====== Passage provided ======

Static (Offline) Inference
Explore the options below.
In offline inference, we make predictions on a big batch of data all at
once.
We then put those predictions in a look-up table for later use.
Which of the following are true of offline inference?
We must create predictions for all possible inputs.
Yes, we will have to make predictions for all possible inputs and
store them into a cache or lookup table to use offline inference.
This is one of the drawbacks of offline inference. We will only
be able to serve a prediction for those examples that we already
know about. This is fine if the set of things that we're predicting
is limited, like all world cities or all items in a database table.
But for freeform inputs like user queries that have a long tail of
unusual or rare items, we would not be able to provide full coverage
with an offline-inference system.
After generating the predictions, we can verify them before applying
them.
This is indeed one useful thing about offline inference. We can
sanity check and verify all of our predictions before they are
used.
For a given input, we can serve a prediction more quickly than with
online inference.
One of the great things about offline inference is that once
the predictions have been written to some look-up table, they
can be served with minimal latency. No feature computation or model
inference needs to be done at request time.
We will need to carefully monitor our input signals over a long
period of time.
This is the one case where we don't actually need to monitor input
signals over a long period of time. This is because once the
predictions have been written to a look-up table, we're no longer
dependent on the input features. Note that any subsequent update
of the model will require a new round of input verification.
We will be able to react quickly to changes in the world.
No, this is a drawback of offline inference. We'll need to wait
until a new set of predictions have been written to the look-up
table before we can respond differently based on any changes in the
world.
Dynamic (Online) Inference
Explore the options below.
Dynamic (online) inference means making predictions on demand. That is,
in online inference, we put the trained model on a server and issue
inference requests as needed. Which of the following are true of
dynamic inference?
You can provide predictions for all possible items.
Yes, this is a strength of online inference. Any request that
comes in will be given a score. Online inference handles long-tail
distributions (those with many rare items), like the space of all
possible sentences written in movie reviews.
You can do post-verification of predictions before they
are used.
In general, it's not possible to do a post-verification of all
predictions before they get used because predictions are being
made on demand. You can, however, potentially monitor
aggregate prediction qualities to provide some level of
sanity checking, but these will signal fire alarms only after
the fire has already spread.
You must carefully monitor input signals.
Yes. Signals could change suddenly due to upstream issues,
harming our predictions.
When performing online inference, you do not need to worry
about prediction latency (the lag time for returning predictions)
as much as when performing offline inference.
Prediction latency is often a real concern in online inference.
Unfortunately, you can't necessarily fix prediction latency issues
by adding more inference servers.

====== Material supplied ======

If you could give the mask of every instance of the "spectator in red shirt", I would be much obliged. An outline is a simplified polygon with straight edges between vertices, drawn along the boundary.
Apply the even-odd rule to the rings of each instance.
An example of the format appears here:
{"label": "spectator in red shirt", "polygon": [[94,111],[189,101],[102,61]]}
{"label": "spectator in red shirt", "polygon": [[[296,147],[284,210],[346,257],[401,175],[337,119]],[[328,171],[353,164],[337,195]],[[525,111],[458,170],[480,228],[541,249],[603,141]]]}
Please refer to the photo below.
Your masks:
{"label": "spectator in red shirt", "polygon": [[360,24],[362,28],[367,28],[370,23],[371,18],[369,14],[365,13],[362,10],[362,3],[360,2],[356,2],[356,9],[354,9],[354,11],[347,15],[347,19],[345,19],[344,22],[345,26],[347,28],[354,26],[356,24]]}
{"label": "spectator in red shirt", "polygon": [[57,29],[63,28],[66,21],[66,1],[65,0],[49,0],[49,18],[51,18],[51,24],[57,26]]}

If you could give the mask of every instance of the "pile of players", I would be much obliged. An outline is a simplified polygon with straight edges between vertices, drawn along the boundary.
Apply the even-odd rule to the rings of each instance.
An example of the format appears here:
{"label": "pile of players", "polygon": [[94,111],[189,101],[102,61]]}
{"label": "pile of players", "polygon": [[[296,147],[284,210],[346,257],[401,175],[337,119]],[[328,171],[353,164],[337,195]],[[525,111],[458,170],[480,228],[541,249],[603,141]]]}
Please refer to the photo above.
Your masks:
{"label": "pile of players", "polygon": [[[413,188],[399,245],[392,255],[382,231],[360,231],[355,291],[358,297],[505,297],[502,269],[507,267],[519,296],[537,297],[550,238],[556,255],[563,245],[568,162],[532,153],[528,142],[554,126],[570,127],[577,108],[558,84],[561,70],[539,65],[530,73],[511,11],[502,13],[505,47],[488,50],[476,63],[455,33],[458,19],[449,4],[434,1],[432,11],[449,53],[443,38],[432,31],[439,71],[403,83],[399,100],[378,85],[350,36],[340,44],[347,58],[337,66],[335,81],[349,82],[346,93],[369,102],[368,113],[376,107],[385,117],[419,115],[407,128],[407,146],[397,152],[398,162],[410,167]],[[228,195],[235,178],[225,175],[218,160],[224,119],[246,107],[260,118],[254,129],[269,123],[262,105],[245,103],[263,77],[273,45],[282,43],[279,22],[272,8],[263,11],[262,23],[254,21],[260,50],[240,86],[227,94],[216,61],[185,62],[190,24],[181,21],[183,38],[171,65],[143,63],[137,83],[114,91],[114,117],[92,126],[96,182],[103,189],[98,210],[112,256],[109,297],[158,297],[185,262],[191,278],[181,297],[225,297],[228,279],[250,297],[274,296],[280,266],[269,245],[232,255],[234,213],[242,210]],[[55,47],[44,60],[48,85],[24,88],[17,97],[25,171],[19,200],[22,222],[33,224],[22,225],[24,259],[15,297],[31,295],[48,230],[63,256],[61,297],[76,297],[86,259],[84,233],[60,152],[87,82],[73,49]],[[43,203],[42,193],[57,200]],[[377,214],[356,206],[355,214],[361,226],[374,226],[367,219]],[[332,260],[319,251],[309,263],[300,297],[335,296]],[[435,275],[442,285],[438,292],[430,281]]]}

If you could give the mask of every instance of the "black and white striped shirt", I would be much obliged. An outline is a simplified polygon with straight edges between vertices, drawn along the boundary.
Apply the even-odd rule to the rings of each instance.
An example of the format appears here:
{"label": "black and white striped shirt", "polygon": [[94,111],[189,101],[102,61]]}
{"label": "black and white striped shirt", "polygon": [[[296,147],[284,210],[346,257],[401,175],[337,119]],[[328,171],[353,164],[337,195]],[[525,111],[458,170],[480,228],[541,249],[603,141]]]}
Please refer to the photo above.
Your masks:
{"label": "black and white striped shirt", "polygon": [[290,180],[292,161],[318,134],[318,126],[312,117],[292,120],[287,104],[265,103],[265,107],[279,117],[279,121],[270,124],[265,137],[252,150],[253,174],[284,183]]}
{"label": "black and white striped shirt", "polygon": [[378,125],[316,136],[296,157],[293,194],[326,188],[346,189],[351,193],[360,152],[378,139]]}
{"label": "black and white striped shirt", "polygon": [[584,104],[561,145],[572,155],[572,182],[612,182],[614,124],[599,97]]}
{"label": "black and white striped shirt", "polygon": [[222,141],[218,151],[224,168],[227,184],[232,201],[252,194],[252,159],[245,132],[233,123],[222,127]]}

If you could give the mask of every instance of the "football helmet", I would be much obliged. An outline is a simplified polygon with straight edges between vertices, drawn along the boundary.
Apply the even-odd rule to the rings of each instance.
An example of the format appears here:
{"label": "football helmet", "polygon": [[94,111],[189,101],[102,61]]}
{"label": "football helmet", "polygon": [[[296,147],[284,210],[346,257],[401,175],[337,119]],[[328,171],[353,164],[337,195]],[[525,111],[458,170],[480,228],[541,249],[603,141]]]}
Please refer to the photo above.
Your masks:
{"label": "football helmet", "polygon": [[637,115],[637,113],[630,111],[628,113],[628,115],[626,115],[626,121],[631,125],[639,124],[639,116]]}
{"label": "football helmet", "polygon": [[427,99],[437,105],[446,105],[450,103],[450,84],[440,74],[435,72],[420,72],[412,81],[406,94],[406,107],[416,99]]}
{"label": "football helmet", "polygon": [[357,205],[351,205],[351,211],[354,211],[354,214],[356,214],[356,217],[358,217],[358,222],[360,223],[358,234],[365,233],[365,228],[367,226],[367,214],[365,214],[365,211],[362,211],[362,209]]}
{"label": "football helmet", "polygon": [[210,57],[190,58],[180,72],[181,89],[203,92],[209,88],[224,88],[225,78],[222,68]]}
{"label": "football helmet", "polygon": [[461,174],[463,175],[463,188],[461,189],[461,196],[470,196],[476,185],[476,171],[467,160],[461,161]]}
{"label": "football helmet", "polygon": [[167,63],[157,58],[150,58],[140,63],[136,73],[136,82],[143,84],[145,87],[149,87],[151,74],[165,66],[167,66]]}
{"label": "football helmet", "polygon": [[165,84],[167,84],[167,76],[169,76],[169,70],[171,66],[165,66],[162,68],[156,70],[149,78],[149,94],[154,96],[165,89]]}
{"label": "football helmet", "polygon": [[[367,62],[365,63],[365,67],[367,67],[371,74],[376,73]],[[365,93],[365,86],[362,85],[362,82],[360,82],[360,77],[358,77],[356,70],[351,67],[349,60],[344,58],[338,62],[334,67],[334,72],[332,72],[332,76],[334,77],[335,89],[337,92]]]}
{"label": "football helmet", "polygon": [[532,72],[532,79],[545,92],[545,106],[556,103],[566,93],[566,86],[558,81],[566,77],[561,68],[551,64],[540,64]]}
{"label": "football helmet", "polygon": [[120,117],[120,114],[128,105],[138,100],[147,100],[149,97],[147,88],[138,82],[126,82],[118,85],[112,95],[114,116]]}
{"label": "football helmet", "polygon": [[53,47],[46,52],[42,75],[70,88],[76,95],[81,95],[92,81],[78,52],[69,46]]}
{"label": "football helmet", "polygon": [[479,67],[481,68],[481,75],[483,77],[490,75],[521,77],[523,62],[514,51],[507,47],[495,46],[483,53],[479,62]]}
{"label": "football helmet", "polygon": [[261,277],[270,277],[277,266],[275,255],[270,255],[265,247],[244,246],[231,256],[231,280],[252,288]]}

======

▶ _Exercise goal_:
In the passage on offline and online inference, why can offline predictions be served with minimal latency once they are in a look-up table? Answer using only the passage on offline and online inference.

▶ _Response_:
No feature computation or model inference needs to be done at request time.